[START OF SOURCE PASSAGE]

ARM DynamIQ makes big.LITTLE more flexible

ARM's big.LITTLE scheme pairs clusters of hefty CPU cores along with groups of less capable, more power-efficient cores. The company is now taking the concept to the next level with its DynamIQ technology. The new tech grants chip designers increased flexibility in grouping cores of varying characteristics within a single SoC. This move has should net increased performance, power efficiency, and reliability. ARM says that some of DynamIQ's features are useful for artificial intelligence, machine learning, and VR scenarios.

The company's big.LITTLE technology previously required CPU cores to be arranged in clusters of up to four cores each in both the big and LITTLE portions of the SoC. DynamIQ allows chip designers more flexibility when setting up core configurations, like 1+3, 1+7, or 2+4. ARM's new tech also offers "substantially more granular and optimal control" over the cores. Each cluster can contain between one and eight cores with distinct power and performance characteristics.

A feature called "autonomous CPU memory power management" dynamically adjusts the amount of memory that's available to a CPU depending on the application. A game or augmented reality application might require all available memory, while a music streaming application could get by with less RAM, thereby saving power.

[END OF SOURCE PASSAGE]

YOUR TASKS –
(a) Summarize the DynamIQ article in two sentences.
(b) Answer these questions using the DynamIQ article:
(i) How many cores could each cluster hold under the earlier big.LITTLE technology?
(ii) For which three scenarios does ARM say some of DynamIQ's features are useful?
(iii) What type of application is given as one that could get by with less RAM?
The material stands apart from the DynamIQ article.

[START OF LISTING]

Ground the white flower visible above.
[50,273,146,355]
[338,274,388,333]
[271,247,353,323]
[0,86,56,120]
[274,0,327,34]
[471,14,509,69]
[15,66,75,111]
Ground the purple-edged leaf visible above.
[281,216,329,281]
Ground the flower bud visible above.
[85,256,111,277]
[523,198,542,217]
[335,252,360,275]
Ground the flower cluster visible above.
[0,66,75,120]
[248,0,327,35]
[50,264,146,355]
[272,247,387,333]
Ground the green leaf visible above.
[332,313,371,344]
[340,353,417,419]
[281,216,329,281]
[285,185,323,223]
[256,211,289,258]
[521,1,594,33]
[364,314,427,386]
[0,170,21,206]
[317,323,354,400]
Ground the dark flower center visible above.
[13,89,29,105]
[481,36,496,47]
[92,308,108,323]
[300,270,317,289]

[END OF LISTING]

WORKED ANSWERS –
(a) ARM's DynamIQ extends its big.LITTLE scheme by letting chip designers group cores of varying characteristics more flexibly within a single SoC, with configurations such as 1+3, 1+7, or 2+4 and clusters of one to eight cores. It also adds autonomous CPU memory power management, which adjusts the memory available to a CPU depending on the application.

(b)
(i) Up to four cores each.
(ii) Artificial intelligence, machine learning, and VR.
(iii) A music streaming application.